**What to do**.
(a) In the NYBIO interview, what funding ceiling does the Fellows Program for Life Sciences Entrepreneurs set for the companies it focuses on?
(b) Repeat, word for word, the stretch of the NYBIO interview from "Moe Alsumidaie: How" through "with that concern?".

**Extract provided**.
Segment Open

While at the 2014 New York BIO Conference, I had the opportunity to interview Nathan Tinker, Executive Director at the New York Biotechnology Association, about challenges in early phase development. The New York Biotechnology Association is dedicated to the development and growth of New York State-based bioscience related industries and institutions.
Moe Alsumidaie: How is NYBIO Changing?
Nathan Tinker: When the organization was founded over 25 years ago, it was a biotechnology peer planning organization. However, it was clear that biopharmaceutical companies rapidly became a part of the equation. In the last two years, we have seen growth in the agricultural sciences industry, medical devices, combination therapies. Additionally, hospitals, clinicians, and payers/providers became more engaged in early-stage R&D development. Our objective is to take advantage of this culture and fully encompass what BIO has become on both national and policy fronts.
MA: There is a lot of interest in reform on reimbursement and medical product valuation. How is NYBIO getting involved with that concern?
NT: NYBIO has a Fellows Program for Life Sciences Entrepreneurs, which focuses specifically on companies with fewer than 10 employees, and less than $5 million in funding. We get entrepreneurs aligned with mentors, legal, and clinical support, and we help them identify what their real product opportunity is. The FDA is obviously becoming less and less interested in ‘me too’ products. Biopharmaceutical companies are also not interested unless the product is first or second in its class. So, trying to explain to an entrepreneur who has a great idea that it is not commercially viable can be a challenge, but, our role at the Fellows Program is to weed out unviable products and help align entrepreneurs’ vision with the needs of the industry.

Segment Closed

**Given material**.
Segment Open

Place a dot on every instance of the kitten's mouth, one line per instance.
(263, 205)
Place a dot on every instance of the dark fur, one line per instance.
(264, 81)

Segment Closed

**Answer section**.
(a) Less than $5 million in funding.

(b)
Moe Alsumidaie: How is NYBIO Changing?
Nathan Tinker: When the organization was founded over 25 years ago, it was a biotechnology peer planning organization. However, it was clear that biopharmaceutical companies rapidly became a part of the equation. In the last two years, we have seen growth in the agricultural sciences industry, medical devices, combination therapies. Additionally, hospitals, clinicians, and payers/providers became more engaged in early-stage R&D development. Our objective is to take advantage of this culture and fully encompass what BIO has become on both national and policy fronts.
MA: There is a lot of interest in reform on reimbursement and medical product valuation. How is NYBIO getting involved with that concern?